## [Problems to solve]
A – List every person named by name in the eczema email extract below.
B – Carry on the eczema email extract below from the point where it stops.

Exercise passage START

Here is an extract from an email I wrote (but don’t believe I ever sent) to a friend who is a fellow eczema sufferer… possibly I believed it was a bit presumptuous to be sending her my philosophical rants while she was suffering so much physically; however if you have got this far in the article I assume you know where I am coming from by now:
“Just wanted to share with you some thoughts I’ve had about eczema and why it seems such an ‘insoluble’ problem; that is a problem with no solution.
Before going to sleep the other night I was reading the excellent book ‘Owning Your Own Shadow’ by Robert A. Johnson, and he mentions that spiritual breakthroughs always come when there are two opposites opposing each other with great force – when no further movement is possible, a paradox is created and the solution comes out of that.
Then later that night I woke up because I was itching with the eczema and I knew I wouldn’t get back to sleep so I listened to some Eckhart Tolle on my mp3 player. He was saying that in extreme suffering, often the gateway to the divine opens, and that this is the meaning of the Christian symbol of Christ on the cross – it is simultaneously a symbol of suffering but also of transcendence, and this was exactly what Johnson is saying in the book as well.

Exercise passage END
Material provided START

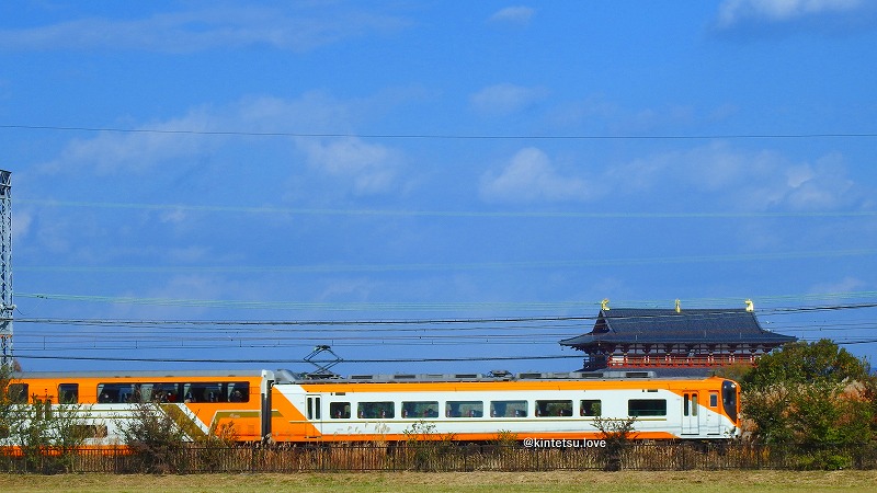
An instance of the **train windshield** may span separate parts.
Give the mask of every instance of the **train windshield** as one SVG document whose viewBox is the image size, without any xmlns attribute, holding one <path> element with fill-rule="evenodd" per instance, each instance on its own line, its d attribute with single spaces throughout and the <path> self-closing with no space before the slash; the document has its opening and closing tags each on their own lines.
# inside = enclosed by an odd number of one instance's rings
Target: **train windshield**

Material provided END
Material provided START

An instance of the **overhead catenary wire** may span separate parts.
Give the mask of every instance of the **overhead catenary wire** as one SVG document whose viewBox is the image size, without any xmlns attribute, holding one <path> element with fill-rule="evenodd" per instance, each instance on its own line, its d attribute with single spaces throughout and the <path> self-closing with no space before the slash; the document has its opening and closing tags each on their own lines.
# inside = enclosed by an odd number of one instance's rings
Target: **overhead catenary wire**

Material provided END

## [Answers for each item]
A – Robert A. Johnson, Eckhart Tolle, Christ

B –
All of this made me realise that in a way there is no solution to severe eczema because it is a ‘spiritual’ dis-ease – it is meant to bring you to a point of complete despair where your mind has no more solutions and basically surrenders to what is. So I was trying to surrender but I realised that I was still imagining an ‘I’ who has to surrender and it wasn’t working. So then I just gave up pretending that I knew anything about anything, admitted I didn’t know what to do, didn’t know how to surrender, didn’t know who I was etc etc. And in this way I really surrendered and there was a breakthrough – and I realised that the eczema had been leading me to this point of surrender all along.
There is the desire to be cured of the eczema, and there is the fact that one has it, and these are two opposites fighting each other. This produces great despair, but in fact rather than being a negative thing, this is actually the only thing which allows one to transcend the mind and its solutions (‘if I try this, maybe I’ll be cured…’). Also this is a paradox because I believe that the only way to be cured is to surrender totally to the fact that one wants to be cured but cannot be.
The next day I felt like a weight had been lifted from me, there was no more despair at a deep level, I felt like I had understood that life is always pushing us into these ‘no exit’ situations and this is the only thing which allows true breakthroughs to happen. Also we can see this in the situation in the world today; we are being pushed as a species towards a crisis point of utter despair, and from there the new solutions will arise.
The Zen masters understood this when they set ‘koans’ for students: questions with no answer, like the famous ‘what is the sound of one hand clapping?’ – they knew the students would be pushed into a breakthrough by the tension created by this unsolvable problem.
So I guess that in a way, eczema is a koan…”.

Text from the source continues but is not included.